◆ **EXTRACTED MATERIAL**:

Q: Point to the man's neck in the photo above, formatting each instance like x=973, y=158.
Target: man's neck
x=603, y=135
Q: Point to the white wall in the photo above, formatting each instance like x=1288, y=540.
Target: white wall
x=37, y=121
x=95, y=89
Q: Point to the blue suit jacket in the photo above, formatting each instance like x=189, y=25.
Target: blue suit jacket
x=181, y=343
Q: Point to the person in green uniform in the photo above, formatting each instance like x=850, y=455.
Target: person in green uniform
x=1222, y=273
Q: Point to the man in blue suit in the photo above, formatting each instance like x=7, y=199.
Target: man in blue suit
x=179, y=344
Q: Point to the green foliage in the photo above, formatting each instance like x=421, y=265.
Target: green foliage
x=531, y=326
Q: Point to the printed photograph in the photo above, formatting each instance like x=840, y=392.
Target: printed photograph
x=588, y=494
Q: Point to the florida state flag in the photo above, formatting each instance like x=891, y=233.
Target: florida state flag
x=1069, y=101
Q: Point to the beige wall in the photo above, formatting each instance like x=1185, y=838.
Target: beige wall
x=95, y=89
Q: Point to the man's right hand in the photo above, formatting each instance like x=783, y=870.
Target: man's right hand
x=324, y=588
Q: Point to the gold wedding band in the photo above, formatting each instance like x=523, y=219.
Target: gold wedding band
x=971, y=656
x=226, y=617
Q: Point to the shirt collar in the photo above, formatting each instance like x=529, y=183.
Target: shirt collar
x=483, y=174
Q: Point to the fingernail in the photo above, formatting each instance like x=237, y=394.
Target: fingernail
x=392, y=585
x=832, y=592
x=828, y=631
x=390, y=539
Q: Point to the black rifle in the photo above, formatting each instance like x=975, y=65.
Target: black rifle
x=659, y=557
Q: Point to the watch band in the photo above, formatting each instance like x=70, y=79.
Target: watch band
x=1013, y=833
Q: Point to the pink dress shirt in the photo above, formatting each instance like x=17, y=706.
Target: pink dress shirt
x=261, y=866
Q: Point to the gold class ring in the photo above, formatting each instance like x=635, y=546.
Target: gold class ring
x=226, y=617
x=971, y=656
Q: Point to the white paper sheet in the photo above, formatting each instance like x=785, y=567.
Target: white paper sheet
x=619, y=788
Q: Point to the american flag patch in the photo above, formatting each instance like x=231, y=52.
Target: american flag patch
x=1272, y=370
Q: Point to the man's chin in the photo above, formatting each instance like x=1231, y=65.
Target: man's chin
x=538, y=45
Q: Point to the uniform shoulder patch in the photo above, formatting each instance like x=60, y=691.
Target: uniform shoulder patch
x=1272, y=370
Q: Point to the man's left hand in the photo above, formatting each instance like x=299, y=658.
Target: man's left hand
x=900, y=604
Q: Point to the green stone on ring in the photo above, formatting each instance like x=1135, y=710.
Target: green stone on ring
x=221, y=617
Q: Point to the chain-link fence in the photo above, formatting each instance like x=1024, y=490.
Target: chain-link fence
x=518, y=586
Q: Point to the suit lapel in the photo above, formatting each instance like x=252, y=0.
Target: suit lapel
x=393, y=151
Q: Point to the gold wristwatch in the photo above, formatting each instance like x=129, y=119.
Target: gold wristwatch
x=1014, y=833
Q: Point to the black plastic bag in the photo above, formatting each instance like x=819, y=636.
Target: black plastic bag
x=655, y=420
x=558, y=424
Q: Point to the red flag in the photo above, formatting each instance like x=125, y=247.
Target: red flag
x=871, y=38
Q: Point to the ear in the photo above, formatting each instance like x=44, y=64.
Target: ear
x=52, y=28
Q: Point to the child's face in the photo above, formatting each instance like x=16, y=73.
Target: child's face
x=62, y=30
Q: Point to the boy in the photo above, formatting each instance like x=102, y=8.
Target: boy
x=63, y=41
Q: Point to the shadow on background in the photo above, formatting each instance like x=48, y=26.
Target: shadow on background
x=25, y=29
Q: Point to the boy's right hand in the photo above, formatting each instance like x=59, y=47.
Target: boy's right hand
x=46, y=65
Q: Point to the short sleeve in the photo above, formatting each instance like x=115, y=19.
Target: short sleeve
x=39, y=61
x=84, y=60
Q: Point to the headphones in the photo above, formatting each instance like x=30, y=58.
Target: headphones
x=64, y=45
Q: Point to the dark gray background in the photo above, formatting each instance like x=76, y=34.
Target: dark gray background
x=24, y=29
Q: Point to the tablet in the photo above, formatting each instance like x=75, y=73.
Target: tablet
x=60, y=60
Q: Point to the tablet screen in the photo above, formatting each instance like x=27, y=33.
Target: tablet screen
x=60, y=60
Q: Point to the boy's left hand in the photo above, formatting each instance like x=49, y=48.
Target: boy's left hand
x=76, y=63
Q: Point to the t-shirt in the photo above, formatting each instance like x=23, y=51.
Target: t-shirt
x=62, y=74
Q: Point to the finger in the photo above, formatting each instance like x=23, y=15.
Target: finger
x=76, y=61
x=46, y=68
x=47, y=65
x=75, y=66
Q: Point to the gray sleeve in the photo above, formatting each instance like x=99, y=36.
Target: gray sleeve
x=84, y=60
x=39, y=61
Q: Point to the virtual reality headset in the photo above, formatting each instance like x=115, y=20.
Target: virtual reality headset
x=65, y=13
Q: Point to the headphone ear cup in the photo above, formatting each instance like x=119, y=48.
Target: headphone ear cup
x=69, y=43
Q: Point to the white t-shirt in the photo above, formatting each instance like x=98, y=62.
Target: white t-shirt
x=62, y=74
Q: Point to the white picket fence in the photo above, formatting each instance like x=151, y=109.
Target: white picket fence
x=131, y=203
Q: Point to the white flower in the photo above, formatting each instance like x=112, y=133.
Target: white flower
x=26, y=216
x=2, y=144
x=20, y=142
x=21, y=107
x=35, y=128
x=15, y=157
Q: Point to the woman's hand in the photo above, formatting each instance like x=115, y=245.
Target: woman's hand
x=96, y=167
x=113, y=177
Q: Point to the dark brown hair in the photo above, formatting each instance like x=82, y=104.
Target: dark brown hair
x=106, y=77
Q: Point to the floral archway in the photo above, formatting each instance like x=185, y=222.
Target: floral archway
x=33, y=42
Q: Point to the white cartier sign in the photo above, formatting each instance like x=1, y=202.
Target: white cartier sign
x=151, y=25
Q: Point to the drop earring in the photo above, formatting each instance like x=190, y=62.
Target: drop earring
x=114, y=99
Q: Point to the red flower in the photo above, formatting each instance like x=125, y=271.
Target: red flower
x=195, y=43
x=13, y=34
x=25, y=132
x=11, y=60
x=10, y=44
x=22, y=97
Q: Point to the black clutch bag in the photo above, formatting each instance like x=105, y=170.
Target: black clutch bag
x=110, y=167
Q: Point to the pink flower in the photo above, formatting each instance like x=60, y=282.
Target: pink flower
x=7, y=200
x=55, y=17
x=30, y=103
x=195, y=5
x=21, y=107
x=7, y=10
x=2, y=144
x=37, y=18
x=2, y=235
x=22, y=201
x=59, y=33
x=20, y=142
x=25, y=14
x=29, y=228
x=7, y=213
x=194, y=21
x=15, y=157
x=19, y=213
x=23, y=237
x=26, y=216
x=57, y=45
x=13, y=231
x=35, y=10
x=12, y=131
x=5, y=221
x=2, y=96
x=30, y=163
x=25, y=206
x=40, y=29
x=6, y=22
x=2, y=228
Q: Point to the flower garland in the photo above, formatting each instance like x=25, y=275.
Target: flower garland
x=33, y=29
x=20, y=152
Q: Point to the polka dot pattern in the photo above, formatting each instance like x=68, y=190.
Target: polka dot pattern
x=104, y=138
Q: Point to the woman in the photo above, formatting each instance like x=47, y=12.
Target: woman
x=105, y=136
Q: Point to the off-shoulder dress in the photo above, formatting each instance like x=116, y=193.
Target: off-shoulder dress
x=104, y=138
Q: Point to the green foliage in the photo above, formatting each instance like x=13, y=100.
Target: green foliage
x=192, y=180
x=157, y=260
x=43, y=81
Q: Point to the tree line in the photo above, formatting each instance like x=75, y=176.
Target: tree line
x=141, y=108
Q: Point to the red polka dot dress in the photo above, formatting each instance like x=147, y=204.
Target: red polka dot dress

◆ **EXERCISE GOAL**: Copy out the records above character for character, starting at their first line and ending with the line containing "x=261, y=866", with both of those lines included.

◆ **TASK RESPONSE**:
Q: Point to the man's neck in the photo above, formatting each instance like x=973, y=158.
Target: man's neck
x=603, y=135
Q: Point to the white wall in the photo above, formatting each instance like x=1288, y=540.
Target: white wall
x=37, y=121
x=95, y=89
Q: Point to the blue suit jacket in the photo above, formatting each instance like x=189, y=25.
Target: blue suit jacket
x=181, y=343
Q: Point to the person in green uniform in the photo above, formatting each instance like x=850, y=455.
Target: person in green uniform
x=1222, y=273
Q: Point to the man in blue suit in the photo above, formatting each instance like x=7, y=199.
Target: man in blue suit
x=179, y=344
Q: Point to the green foliage in the photo above, formatting each instance like x=421, y=265.
Target: green foliage
x=531, y=326
Q: Point to the printed photograph in the photo above, formatting each instance like x=840, y=392.
Target: printed photograph
x=588, y=494
Q: Point to the florida state flag in the photo above, formatting each instance like x=891, y=233.
Target: florida state flag
x=1069, y=101
Q: Point to the beige wall in the photo above, formatting each instance like x=1185, y=838.
Target: beige wall
x=95, y=89
Q: Point to the man's right hand in the photo above, formatting each instance like x=783, y=870.
Target: man's right hand
x=324, y=588
Q: Point to the gold wedding band in the photo above, formatting each instance like x=523, y=219.
Target: gold wedding band
x=971, y=656
x=226, y=617
Q: Point to the shirt collar in the photo above, formatting each instance like x=529, y=183.
Target: shirt collar
x=483, y=174
Q: Point to the fingernail in the photo above, formatting each instance like x=237, y=394.
Target: fingernail
x=392, y=585
x=832, y=592
x=828, y=631
x=390, y=539
Q: Point to the black rifle in the photo above, formatting each instance like x=975, y=65.
Target: black rifle
x=659, y=557
Q: Point to the watch band in the photo above, formatting each instance like x=70, y=79.
Target: watch band
x=1013, y=833
Q: Point to the pink dress shirt in the photo above, formatting each instance like x=17, y=706.
Target: pink dress shirt
x=261, y=866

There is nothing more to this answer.